Data lines
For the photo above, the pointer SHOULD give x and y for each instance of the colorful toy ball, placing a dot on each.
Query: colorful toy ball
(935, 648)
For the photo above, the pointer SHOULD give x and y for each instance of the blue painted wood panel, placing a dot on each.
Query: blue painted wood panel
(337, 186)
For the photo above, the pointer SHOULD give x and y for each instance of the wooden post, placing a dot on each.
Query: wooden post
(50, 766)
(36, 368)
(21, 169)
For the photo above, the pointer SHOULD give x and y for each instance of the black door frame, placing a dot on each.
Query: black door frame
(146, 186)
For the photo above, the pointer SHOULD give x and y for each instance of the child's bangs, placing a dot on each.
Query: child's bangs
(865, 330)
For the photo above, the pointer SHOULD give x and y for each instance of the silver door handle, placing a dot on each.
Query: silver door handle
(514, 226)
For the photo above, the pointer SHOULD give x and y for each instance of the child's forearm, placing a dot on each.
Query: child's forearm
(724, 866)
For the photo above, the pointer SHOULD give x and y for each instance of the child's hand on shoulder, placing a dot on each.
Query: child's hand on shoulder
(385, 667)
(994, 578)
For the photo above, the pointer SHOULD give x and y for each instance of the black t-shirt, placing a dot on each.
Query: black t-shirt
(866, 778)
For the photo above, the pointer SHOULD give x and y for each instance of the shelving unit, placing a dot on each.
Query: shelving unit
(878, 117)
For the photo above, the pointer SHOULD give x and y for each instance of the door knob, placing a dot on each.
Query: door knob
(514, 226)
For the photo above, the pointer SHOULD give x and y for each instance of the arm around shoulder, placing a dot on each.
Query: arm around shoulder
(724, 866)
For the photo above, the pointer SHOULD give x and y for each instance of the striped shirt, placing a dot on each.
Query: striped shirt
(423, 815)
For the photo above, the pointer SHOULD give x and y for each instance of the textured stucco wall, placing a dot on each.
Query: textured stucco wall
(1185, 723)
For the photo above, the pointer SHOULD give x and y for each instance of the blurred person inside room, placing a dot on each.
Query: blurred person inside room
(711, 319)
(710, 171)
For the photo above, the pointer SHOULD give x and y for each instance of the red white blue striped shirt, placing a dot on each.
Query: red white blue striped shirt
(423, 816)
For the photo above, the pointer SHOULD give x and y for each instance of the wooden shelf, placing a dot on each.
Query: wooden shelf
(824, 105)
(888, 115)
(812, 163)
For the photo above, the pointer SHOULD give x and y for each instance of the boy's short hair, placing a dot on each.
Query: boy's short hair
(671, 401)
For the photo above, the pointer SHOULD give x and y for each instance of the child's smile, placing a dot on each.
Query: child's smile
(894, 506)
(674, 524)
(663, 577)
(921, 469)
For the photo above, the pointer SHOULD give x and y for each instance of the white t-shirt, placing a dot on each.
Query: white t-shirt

> _Exercise aim_
Copy every line of the records above, word for word and with nothing changed.

> _Finished task_
For the photo above, the pointer SHOULD give x and y for each instance of the colorful toy ball, placing a dot on each.
Query: colorful toy ball
(935, 648)
For the photo above, the pointer SHOULD give x and y for each instance of the blue painted wood panel, placing a dot on each.
Query: blue painted wood panel
(337, 186)
For the photo above, the pointer SHOULD give x and y for each instance of the wooden post, placing a dot on each.
Query: wooden post
(50, 766)
(36, 368)
(21, 169)
For the photo above, the pointer SHOULD give x and y for each instance of the black door frame, placing a dot on each.
Query: black door frame
(146, 186)
For the photo above, the pointer SHOULD give x and y for each instance of the child's bangs, placing a dot on each.
Query: child's bangs
(865, 330)
For the photo above, the pointer SHOULD give x and y for each instance of the silver door handle, placing a dot on each.
Query: silver door handle
(514, 226)
For the photo above, the pointer SHOULD give x and y for each instance of the child's forearm, placing a dot on each.
Query: child's forearm
(724, 866)
For the photo above, the pointer SHOULD give x and y for each instance of the child's hand on shoulder, placing a dot on each.
Query: child's hand on shoulder
(385, 667)
(994, 578)
For the photo above, the pointer SHOULD give x and y for each instance of the black t-shirt, placing a dot on each.
Query: black t-shirt
(866, 778)
For the photo above, the pointer SHOULD give x and y for each instance of the shelving unit, placing a dot on each.
Query: shelving unit
(878, 117)
For the photo above, the pointer SHOULD give x and y for each instance of the door knob, placing a dot on each.
Query: door knob
(514, 226)
For the photo above, the pointer SHOULD give x and y for each instance of the arm around shoulder, placing a dot on each.
Query: arm around shoulder
(724, 866)
For the photo above, the pointer SHOULD give x and y for each instance of the striped shirt, placing a dot on each.
Query: striped shirt
(423, 815)
For the photo above, the pointer SHOULD give x and y for each instance of the textured stucco wall, placing a dot on each.
Query: textured stucco wall
(1185, 723)
For the photo above, the pointer SHOULD give x and y for each instance of the blurred person inside room, placing a dot on each.
Query: blurred person inside room
(711, 319)
(710, 171)
For the photo above, the pointer SHOULD give x and y for each instance of the red white blue striped shirt, placing a dot on each.
Query: red white blue striped shirt
(423, 816)
For the photo above, the pointer SHOULD give x and y for each instance of the wooden shelf, placing a dot on each.
Query: wooden shelf
(824, 105)
(888, 115)
(812, 163)
For the photo above, the pointer SHOULD give x and y for each instance of the boy's short hair, placing a dot on each.
Query: boy's short hair
(671, 401)
For the photo above, the pointer SHOULD give x and y for each instance of the child's smile, placing a dot on each.
Query: child's smile
(894, 506)
(674, 524)
(663, 577)
(921, 469)
For the photo above, the pointer SHOULD give x and y for each instance of the white t-shirt, placing a dot on each.
Query: white t-shirt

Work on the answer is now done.